[Start of Attachment]
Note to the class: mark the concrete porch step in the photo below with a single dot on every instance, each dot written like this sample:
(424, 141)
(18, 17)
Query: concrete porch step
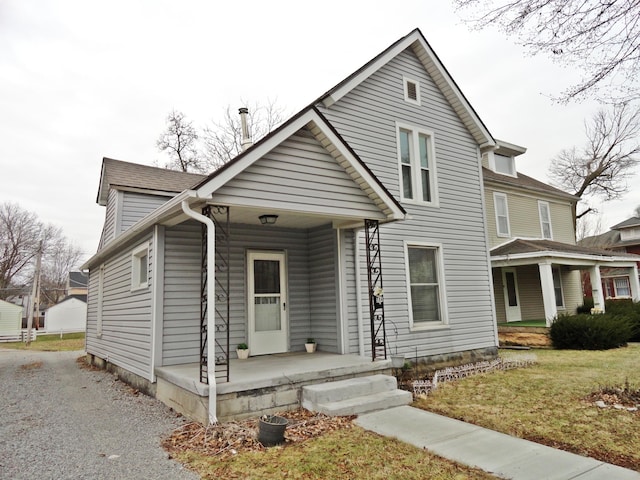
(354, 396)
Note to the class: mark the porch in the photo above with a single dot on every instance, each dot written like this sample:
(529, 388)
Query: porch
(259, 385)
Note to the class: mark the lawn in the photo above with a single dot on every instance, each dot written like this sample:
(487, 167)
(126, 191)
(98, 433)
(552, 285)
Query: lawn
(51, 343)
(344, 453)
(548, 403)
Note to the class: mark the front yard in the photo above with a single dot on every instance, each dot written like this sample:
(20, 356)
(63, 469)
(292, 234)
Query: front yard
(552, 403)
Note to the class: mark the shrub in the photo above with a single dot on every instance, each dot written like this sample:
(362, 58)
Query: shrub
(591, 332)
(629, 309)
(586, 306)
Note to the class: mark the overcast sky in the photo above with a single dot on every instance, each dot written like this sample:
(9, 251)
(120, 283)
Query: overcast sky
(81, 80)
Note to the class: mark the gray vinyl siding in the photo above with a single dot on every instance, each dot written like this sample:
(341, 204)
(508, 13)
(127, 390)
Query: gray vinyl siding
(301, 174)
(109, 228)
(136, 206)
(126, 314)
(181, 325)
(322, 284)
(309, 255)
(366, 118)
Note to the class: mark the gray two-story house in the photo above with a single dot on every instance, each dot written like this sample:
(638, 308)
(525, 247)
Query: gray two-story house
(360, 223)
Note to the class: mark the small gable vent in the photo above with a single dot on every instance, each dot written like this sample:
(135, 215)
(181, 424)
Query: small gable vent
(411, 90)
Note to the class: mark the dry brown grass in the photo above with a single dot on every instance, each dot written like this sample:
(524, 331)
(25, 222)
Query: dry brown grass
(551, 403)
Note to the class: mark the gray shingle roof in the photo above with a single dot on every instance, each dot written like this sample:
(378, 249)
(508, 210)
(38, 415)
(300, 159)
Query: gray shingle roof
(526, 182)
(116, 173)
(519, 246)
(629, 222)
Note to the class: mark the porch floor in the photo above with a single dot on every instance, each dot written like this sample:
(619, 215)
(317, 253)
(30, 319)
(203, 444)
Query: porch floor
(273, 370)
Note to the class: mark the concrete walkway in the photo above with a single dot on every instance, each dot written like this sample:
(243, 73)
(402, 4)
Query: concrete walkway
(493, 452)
[End of Attachment]
> **Your assignment**:
Word for word, restate all of the material, omitting the images.

> **Response area**:
Note to the class: mark the concrete porch step in the photo below with a single dot on every instance, each dot written like this sample:
(424, 141)
(18, 17)
Query: concrete porch step
(354, 396)
Note to the class: mark the porch in the photo above with a single dot on every instance, each dot written like this sample:
(529, 388)
Query: porch
(259, 385)
Note to the class: mark the lawn in the photo above with a single dot on every instance, each dot written like this sample:
(487, 167)
(126, 191)
(98, 433)
(552, 285)
Query: lawn
(51, 343)
(344, 453)
(548, 403)
Note to the class: mark the front yard in the photo above with a single dot on every instance, each dot written like this sample:
(20, 356)
(63, 469)
(292, 234)
Query: front yard
(552, 403)
Note to the class: mark the shrub in the photo above with a single dot on every instance, each dot written like this sample:
(362, 58)
Query: shrub
(591, 332)
(629, 309)
(586, 306)
Note to the class: mark the overcast sky in the photo above with a single dot on every instance, each dot written like this sample:
(9, 251)
(120, 283)
Query: overcast sky
(81, 80)
Note to the class: mark the gray vinyl siding in the photo above with a single dot on every instance, each dot written like this sample:
(341, 204)
(508, 13)
(127, 390)
Query: gray vinyl siding
(301, 174)
(109, 228)
(136, 206)
(126, 314)
(181, 325)
(322, 284)
(309, 255)
(366, 118)
Note to the class: mark the gray two-story house in the photo above with a single dot on every instance, each dot written like this sample:
(638, 308)
(525, 247)
Query: gray two-story house
(360, 223)
Note to the class: mark the small gable vent in the photo above with a single dot on every instance, each dot written like this sample:
(135, 215)
(181, 424)
Query: small gable vent
(411, 90)
Note to the class: mark the dry brown grass in the photo above with a single dot on every instance, each dot written like this sample:
(524, 331)
(25, 222)
Query: dry brown grass
(551, 403)
Note to the class: mark the gray shingle roof in the photo above with a single dot on every instance, each dot written like this sample:
(378, 249)
(508, 210)
(38, 415)
(300, 159)
Query: gray shingle roof
(526, 182)
(116, 173)
(519, 246)
(629, 222)
Note to the class: mark the porch floor in the photo above with a single dot on every instance, each dot written like this sample:
(619, 215)
(317, 253)
(30, 319)
(203, 444)
Query: porch floor
(273, 370)
Note to the class: mark the concrete walkway in the photo above with a single dot on every instance, each dot written like this sample:
(243, 73)
(402, 4)
Query: concrete walkway
(493, 452)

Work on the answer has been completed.